(What you should do): Check each line below for the word "Mark", then please report how many lines have it and nothing more.

(Source material):

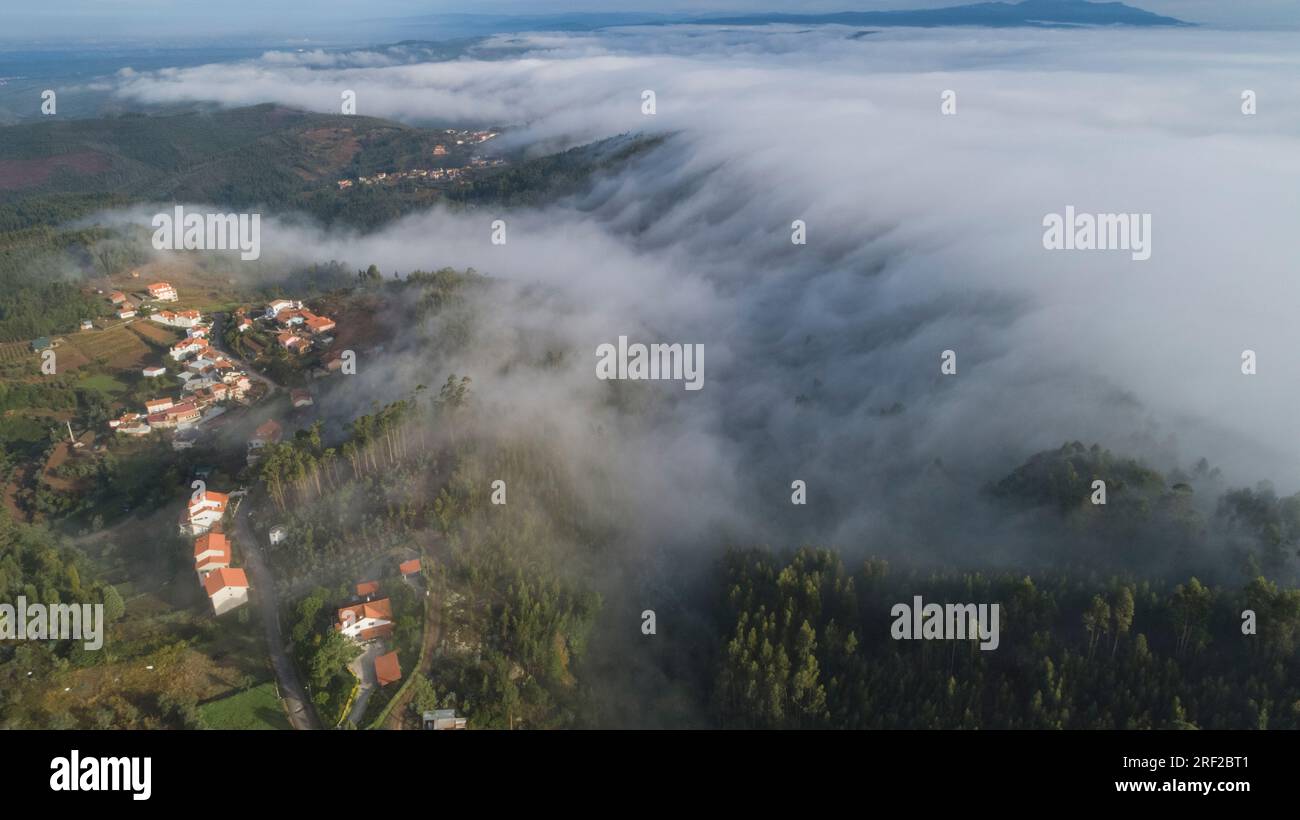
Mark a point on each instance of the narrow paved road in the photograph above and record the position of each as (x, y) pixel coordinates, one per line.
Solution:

...

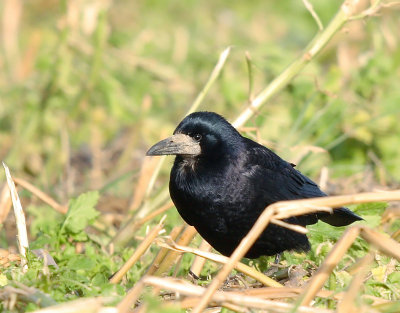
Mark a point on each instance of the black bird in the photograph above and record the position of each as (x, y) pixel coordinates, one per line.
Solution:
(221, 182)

(Finished task): 2